> Directions for this task:
Quote the part of the lines below that opens with the line containing "Return the outline of every instance of the tree" and closes with the line containing "POLYGON ((103 125, 102", both included, character for character.

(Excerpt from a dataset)
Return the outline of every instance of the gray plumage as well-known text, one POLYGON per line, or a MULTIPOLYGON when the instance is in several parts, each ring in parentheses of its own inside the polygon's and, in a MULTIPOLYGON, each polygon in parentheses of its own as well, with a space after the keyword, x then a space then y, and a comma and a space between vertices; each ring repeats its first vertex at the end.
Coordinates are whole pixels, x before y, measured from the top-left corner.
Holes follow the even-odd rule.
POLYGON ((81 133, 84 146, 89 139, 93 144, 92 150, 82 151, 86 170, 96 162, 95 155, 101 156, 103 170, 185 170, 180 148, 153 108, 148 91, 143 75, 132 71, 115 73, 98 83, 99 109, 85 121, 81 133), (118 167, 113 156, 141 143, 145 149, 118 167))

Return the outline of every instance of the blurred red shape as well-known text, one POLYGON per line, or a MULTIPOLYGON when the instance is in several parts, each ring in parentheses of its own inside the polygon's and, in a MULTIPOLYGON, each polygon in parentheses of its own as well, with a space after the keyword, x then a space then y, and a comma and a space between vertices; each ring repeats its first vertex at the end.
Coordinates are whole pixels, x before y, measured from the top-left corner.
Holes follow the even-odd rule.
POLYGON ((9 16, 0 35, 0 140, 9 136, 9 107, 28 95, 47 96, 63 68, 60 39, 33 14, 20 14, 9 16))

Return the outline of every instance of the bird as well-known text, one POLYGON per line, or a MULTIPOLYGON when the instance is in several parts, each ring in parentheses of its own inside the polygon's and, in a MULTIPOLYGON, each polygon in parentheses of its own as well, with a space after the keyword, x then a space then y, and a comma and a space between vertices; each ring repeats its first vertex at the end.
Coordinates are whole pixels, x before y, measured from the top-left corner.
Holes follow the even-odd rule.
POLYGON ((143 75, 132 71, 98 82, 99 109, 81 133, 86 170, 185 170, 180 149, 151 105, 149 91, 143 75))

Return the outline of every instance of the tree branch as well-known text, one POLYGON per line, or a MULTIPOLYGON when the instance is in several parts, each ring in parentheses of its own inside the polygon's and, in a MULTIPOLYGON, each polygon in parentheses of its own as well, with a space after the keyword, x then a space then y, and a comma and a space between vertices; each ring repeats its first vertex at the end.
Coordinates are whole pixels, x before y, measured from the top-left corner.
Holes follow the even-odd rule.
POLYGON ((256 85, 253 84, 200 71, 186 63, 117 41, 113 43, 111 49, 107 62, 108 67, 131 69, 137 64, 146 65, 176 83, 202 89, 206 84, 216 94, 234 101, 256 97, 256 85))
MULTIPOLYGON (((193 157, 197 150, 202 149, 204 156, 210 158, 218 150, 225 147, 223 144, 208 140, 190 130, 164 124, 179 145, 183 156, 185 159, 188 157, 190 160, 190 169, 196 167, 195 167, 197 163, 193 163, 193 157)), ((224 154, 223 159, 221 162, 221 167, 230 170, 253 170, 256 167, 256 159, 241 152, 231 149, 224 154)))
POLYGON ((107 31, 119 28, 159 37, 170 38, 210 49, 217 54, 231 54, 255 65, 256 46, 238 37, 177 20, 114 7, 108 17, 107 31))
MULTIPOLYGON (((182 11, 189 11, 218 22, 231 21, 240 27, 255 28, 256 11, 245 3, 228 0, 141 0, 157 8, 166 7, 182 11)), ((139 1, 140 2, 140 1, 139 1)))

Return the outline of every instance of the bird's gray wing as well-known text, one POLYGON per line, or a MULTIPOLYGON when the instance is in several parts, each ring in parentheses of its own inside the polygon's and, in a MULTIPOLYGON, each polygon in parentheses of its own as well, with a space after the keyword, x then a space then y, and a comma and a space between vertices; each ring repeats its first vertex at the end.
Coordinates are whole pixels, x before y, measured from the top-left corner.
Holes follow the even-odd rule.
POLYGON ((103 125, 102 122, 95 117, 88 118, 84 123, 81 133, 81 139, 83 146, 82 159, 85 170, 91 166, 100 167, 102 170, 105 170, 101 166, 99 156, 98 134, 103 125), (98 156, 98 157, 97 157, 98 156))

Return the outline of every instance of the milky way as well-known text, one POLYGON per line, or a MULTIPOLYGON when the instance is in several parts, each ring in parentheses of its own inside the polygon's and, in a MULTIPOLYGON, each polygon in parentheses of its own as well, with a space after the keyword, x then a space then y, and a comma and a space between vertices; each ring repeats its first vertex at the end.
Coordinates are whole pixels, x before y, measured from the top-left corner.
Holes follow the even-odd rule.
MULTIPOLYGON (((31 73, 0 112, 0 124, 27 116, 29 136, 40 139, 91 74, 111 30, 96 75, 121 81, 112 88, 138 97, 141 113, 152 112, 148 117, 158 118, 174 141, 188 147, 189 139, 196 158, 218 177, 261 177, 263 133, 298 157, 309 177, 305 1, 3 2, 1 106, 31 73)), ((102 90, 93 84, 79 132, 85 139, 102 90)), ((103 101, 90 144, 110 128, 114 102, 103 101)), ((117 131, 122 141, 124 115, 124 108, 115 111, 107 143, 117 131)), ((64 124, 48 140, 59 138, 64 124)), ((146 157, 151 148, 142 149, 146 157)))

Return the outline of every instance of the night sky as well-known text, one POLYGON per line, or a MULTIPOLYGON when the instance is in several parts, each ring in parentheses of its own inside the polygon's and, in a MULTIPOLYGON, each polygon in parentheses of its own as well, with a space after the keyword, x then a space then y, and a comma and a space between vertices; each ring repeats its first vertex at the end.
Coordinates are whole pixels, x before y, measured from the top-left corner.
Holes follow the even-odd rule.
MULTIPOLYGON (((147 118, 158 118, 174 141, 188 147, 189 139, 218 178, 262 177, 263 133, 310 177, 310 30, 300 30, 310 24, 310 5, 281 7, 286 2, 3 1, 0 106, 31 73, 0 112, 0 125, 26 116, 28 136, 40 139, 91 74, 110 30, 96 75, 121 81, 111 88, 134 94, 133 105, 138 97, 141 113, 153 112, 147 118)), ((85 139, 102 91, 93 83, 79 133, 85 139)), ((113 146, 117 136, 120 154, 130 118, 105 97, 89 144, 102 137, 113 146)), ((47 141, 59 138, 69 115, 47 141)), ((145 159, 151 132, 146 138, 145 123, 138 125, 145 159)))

> Exercise result:
Return the outline of every instance of the tree branch as well-known text, one POLYGON per line, or a MULTIPOLYGON when the instance is in several parts, each ring in parentheses of its own inside the polygon's and, in a MULTIPOLYGON, each polygon in parentheses of its own as well, with a space after the keyword, x then a space then y, and a comma and a space between vertices; each ring repeats its first vertex at the end.
Coordinates are whole pixels, x before y, measured from the top-left corner.
Holes follow the even-odd rule.
POLYGON ((256 85, 253 84, 200 71, 186 63, 117 41, 113 43, 111 49, 107 62, 108 67, 131 69, 137 64, 146 65, 176 83, 202 89, 206 84, 216 94, 234 101, 256 97, 256 85))
MULTIPOLYGON (((193 157, 197 150, 202 149, 204 156, 210 158, 218 150, 225 147, 223 144, 208 140, 190 130, 164 124, 179 145, 183 156, 185 159, 188 157, 190 160, 190 169, 196 167, 195 167, 197 163, 193 163, 193 157)), ((224 154, 223 159, 221 162, 221 167, 230 170, 253 170, 256 167, 256 159, 241 152, 231 149, 224 154)))
POLYGON ((107 31, 119 28, 159 37, 170 38, 210 49, 217 54, 231 54, 255 65, 256 46, 238 37, 177 20, 114 7, 108 17, 107 31))
MULTIPOLYGON (((182 11, 189 11, 218 22, 231 21, 240 27, 255 28, 256 11, 245 3, 228 0, 141 0, 157 8, 166 7, 182 11)), ((139 1, 140 2, 140 1, 139 1)))

Return the outline of every instance of the bird's gray wing as well-known text, one POLYGON per line, or a MULTIPOLYGON when the instance is in several parts, each ring in parentheses of its own inside the polygon's and, in a MULTIPOLYGON, each polygon in parentheses of its own as well, with a space after the keyword, x then a space then y, and a comma and a space between vertices; each ring repeats its first vertex at the end.
Coordinates are whole pixels, x before y, measured from the top-left corner.
Holes follow the even-odd rule.
POLYGON ((103 125, 102 122, 95 117, 88 118, 84 123, 81 133, 81 139, 83 146, 82 159, 85 170, 91 166, 100 167, 102 170, 105 170, 101 166, 99 156, 98 134, 103 125), (98 156, 98 157, 97 157, 98 156))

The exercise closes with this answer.